▶ [TASK REQUIREMENTS] Starting at the line that contains "patch, marking a point on it", repeat each line exactly until the records end, keeping both the first and the last.

Segment Start: RECORD EXCERPTS

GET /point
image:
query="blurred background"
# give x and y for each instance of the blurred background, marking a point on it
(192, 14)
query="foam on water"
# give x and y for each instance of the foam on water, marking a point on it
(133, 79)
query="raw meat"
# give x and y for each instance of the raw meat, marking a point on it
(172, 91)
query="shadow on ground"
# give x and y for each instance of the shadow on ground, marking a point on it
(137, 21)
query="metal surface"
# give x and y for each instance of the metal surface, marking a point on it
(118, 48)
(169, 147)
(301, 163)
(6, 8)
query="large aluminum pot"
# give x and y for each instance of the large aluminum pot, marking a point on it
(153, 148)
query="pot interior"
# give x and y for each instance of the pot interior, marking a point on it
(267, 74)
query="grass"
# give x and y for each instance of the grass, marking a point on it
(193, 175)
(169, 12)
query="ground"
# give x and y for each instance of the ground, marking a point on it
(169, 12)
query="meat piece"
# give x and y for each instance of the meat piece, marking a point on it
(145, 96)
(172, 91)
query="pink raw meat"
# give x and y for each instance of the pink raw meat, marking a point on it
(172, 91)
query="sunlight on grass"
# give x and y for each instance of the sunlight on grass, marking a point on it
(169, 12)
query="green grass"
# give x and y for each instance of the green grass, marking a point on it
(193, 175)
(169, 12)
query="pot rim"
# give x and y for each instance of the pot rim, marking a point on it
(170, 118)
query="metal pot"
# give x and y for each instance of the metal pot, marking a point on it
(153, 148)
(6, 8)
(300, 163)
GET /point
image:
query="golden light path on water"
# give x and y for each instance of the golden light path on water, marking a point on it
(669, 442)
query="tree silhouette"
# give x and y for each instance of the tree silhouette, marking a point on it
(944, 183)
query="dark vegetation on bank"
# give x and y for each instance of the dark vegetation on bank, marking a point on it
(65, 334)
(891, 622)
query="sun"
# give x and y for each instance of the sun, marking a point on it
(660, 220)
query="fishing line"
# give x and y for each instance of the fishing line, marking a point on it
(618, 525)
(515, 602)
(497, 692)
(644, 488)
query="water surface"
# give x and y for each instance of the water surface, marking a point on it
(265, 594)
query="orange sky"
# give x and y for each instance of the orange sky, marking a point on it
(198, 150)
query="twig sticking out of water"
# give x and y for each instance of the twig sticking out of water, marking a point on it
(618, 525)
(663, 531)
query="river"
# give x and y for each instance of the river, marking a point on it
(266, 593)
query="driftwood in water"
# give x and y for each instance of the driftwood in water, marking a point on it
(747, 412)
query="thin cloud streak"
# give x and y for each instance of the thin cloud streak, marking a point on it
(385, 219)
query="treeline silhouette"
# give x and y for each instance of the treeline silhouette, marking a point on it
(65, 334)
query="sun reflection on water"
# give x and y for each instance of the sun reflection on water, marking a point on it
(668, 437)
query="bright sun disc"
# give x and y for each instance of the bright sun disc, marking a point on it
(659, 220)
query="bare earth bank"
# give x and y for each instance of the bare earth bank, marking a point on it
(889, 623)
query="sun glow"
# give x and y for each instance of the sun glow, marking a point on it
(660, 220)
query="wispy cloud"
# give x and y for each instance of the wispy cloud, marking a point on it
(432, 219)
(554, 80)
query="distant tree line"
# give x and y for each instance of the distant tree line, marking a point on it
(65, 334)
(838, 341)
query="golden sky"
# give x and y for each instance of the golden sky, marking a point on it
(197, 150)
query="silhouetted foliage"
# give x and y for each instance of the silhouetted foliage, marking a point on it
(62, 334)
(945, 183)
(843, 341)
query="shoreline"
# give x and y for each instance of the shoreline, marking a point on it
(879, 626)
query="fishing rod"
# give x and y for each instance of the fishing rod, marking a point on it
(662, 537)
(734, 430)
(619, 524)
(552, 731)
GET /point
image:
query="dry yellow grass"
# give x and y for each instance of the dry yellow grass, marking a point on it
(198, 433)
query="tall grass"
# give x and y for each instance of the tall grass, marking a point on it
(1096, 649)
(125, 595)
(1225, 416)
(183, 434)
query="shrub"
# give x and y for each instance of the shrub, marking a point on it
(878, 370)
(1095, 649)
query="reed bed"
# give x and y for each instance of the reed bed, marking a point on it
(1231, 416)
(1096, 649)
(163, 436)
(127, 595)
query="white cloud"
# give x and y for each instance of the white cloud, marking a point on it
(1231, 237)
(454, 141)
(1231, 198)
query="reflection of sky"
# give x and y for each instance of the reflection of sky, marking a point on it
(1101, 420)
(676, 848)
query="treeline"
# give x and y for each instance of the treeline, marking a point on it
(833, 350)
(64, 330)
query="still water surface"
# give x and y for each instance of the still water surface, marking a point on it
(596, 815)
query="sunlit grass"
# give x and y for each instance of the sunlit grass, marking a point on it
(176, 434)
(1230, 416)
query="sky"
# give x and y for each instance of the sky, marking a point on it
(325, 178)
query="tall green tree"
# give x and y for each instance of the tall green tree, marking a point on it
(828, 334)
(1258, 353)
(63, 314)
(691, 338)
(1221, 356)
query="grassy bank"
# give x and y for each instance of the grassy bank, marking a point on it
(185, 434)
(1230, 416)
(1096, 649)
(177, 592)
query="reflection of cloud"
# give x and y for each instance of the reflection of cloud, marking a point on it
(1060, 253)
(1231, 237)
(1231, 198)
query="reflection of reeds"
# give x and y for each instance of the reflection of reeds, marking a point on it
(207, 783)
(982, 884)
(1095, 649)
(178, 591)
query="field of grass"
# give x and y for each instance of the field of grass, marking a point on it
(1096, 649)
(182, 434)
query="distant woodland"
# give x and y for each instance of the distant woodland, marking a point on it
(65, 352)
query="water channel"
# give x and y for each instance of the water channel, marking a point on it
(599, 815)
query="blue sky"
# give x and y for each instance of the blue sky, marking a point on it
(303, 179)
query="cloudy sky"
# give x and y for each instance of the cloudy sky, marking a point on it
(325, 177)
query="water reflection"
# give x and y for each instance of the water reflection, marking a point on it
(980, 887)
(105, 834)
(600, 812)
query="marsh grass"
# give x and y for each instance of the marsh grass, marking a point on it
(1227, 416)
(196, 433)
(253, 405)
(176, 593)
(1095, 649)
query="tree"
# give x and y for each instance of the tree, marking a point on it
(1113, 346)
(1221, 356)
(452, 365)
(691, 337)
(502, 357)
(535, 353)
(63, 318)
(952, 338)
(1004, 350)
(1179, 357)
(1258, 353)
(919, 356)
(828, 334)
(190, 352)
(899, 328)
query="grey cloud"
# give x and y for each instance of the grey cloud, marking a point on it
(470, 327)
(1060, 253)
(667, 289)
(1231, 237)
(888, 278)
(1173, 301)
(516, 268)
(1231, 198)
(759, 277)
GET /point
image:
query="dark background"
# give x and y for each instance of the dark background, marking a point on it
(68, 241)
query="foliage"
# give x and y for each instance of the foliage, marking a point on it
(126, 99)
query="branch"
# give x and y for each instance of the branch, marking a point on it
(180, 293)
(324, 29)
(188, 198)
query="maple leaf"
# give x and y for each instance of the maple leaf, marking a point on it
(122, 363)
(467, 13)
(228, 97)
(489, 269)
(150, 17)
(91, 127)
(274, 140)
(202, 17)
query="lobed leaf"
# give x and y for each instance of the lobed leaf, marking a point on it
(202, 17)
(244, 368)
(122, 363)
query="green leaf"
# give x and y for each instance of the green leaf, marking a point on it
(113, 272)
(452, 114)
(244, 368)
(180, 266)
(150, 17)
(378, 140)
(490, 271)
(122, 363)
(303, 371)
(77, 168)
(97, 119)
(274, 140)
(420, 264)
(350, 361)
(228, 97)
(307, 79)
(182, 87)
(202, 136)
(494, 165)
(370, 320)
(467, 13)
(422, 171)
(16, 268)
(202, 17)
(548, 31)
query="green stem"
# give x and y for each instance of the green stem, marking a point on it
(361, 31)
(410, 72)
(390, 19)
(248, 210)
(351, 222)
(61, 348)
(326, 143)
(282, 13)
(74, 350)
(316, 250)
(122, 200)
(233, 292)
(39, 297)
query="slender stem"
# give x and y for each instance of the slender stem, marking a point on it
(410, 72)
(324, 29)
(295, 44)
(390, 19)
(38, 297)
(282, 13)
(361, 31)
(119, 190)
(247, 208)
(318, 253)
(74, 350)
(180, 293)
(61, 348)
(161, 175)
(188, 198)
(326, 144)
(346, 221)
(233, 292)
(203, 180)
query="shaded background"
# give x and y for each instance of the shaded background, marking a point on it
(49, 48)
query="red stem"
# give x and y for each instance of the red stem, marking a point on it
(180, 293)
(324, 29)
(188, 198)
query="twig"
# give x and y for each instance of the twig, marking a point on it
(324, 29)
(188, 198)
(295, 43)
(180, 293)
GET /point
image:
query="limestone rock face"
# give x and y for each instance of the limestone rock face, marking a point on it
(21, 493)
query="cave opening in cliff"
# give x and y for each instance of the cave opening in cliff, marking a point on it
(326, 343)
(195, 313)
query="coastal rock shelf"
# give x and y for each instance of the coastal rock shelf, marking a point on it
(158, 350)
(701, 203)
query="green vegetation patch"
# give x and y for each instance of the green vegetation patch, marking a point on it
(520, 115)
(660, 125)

Segment End: RECORD EXCERPTS

▶ [EXERCISE RESPONSE]
# give x and y for each instance of the green vegetation patch, marking a point on it
(520, 115)
(660, 125)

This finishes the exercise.